The heat sink defined by the lamp housing may include radiating elements that are exposed to the ambient atmosphere outside the lamp chamber such that heat from the lamp is transmitted to the ambient atmosphere through the radiating elements. In one embodiment of the invention, these radiating elements comprise fins that are exposed to the ambient atmosphere outside the lamp chamber such that heat from the lamp is transmitted to the ambient atmosphere through the fins.
In another embodiment, the heat sink defined by the lamp housing includes one or more ducts configured to promote passive convective cooling. In another embodiment, the heat sink defined by the lamp housing includes a one or more ducts configured to promote passive convective cooling. Per one feature of the invention, each of the one or more ducts is formed using internal mold slides and lifters.

·····

= DO THIS =
Summarize the text on the lamp housing heat sink above in two sentences.

= INFORMATION SHOWN =
·····

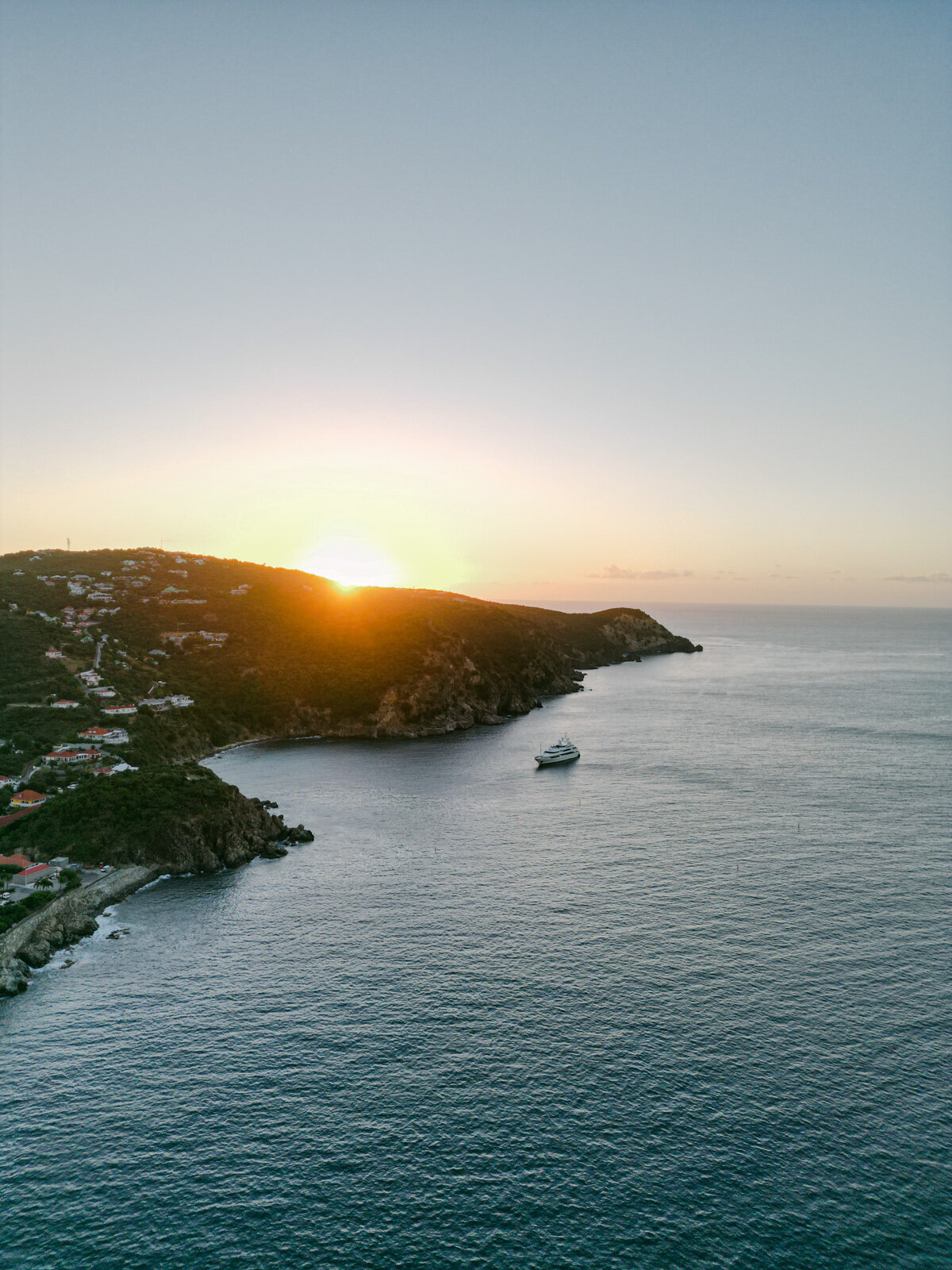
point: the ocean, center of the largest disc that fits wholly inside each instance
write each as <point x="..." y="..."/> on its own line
<point x="685" y="1003"/>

·····

= CORRECT ANSWER =
The heat sink defined by the lamp housing may include radiating elements, such as fins, that are exposed to the ambient atmosphere outside the lamp chamber so that heat from the lamp passes through them to that atmosphere. In another embodiment, the heat sink includes one or more ducts configured to promote passive convective cooling, each of which may be formed using internal mold slides and lifters.